*** TEXT PROVIDED Section Begins ***
African American who was lynched in the U.S.

Berry Washington (c. 1847 – May 26, 1919) was a 72-year-old black man who was lynched in Milan, Georgia, in 1919. He was in jail after killing a white man who was attacking two young girls. He was taken from jail and lynched by a mob.

==History==
At 1:00 am on the morning of May 24, 1919, two white men, John Dowdy and Levi Evans, went into the black section of Milan. They first tried to get into the home of Emma McCollers who had two young daughters. When the family refused to open the door Dowdy fired his gun. This caused the girls to flee to another house, the home of widow Emma Tisber. The two men followed and invaded the Tisber home and attempted to assault two young black girls. When the two girls attempted to hide under the porch, Dowdy and Evans began ripping up the floor to get to them. Washington, a black man, attempted to defend the girls and get the men to leave. Dowdy fired at Washington and after a struggle, Washington, who was 72 years old, shot and killed Dowdy, "He fell with his pistol in his right hand and a cigarette in the other, and a flask of liquor fell out of his pocket."
*** TEXT PROVIDED Section Ends ***
## THINGS TO DO
1: List every person the Berry Washington text mentions by name.
2: Carry the account of Berry Washington's lynching forward from its final sentence.
*** EXCERPTED RECORDS Section Begins ***
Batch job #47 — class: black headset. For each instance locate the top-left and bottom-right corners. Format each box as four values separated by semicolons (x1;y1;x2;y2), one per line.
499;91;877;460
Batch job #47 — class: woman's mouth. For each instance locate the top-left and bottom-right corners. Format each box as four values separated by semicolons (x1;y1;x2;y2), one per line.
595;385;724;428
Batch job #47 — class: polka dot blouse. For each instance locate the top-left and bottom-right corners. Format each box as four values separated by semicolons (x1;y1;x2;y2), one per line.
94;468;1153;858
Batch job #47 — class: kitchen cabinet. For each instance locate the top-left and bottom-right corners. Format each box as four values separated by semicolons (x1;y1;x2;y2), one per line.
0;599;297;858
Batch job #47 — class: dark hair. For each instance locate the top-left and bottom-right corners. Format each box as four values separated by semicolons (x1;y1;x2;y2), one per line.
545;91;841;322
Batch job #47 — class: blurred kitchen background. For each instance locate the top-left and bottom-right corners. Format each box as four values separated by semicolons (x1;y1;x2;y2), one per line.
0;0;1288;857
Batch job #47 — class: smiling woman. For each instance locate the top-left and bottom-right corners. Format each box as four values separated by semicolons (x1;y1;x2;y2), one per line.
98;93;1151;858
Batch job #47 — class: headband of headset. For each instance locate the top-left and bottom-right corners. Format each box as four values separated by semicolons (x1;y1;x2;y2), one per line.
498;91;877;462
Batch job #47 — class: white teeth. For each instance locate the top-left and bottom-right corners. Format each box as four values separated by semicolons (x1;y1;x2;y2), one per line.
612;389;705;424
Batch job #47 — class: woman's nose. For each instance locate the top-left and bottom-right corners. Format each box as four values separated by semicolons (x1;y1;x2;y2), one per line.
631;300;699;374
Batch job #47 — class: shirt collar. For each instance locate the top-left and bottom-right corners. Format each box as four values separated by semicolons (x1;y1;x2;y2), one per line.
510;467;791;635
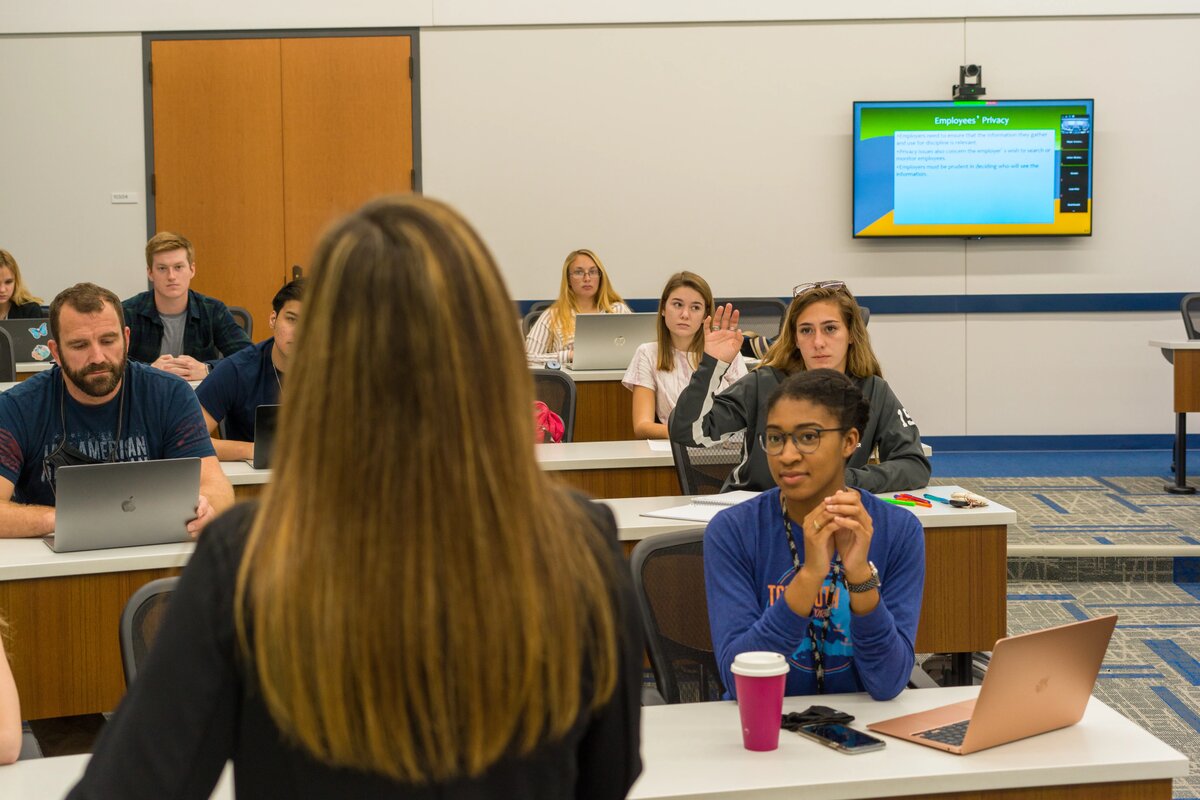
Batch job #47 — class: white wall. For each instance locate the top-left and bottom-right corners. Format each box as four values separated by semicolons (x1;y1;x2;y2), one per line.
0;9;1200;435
*** EXCERPTED RECORDS Section Ends ***
## RESULTS FOR EACH TASK
1: Berry Washington, John Dowdy, Levi Evans, Emma McCollers, Emma Tisber

2:
Washington went uptown and woke up the chief of police, Mr. Stuckey, who sent Washington to the McRae jail at 2:00 am May 24, 1919. There he stayed in jail until the 25th, at 12 o'clock, when a crowd of white men, led by a Baptist minister, removed Washington from the jail with the support a sympathetic police officer, Deputy Sheriff Dave McRanie. To hide their crimes all black residents of Milan were rounded up and ordered out of the town on the night of May 25. At 2:00 am on May 26 the lynch mob hanged him from a post and shot him repeatedly until his body fell in pieces from the post. White residents rioted in the city, damaging and burning many black homes. They threatened black citizens, lest they dare to speak out about the events in public.

Local authorities attempted to cover up the incident, but a local preacher, Reverend Judson Dinkins, sent a letter to Monroe Work at the Tuskegee Institute, who in turn passed the letter to John Shillady of the NAACP. When Governor of Georgia Hugh Dorsey (term 1917–1921) became aware of the incident, he offered a $1,000 reward for the arrest and conviction of the mob. Dr. Floyd McRae offered an additional $500 reward, for a total of $1,500 ($ in ). Although the perpetrators were well known in the community, no one claimed the reward, and no one was ever charged for the murder. Washington's corpse was left there for a full day.

In September 1919, it was reported that Georgia Judge E. D. Graham ordered the city of McRae, Georgia, to take action and possibly remove Sheriff Williams as a result of the lynching. It was also alleged that one of the McRae deputies was a ringleader in the killing.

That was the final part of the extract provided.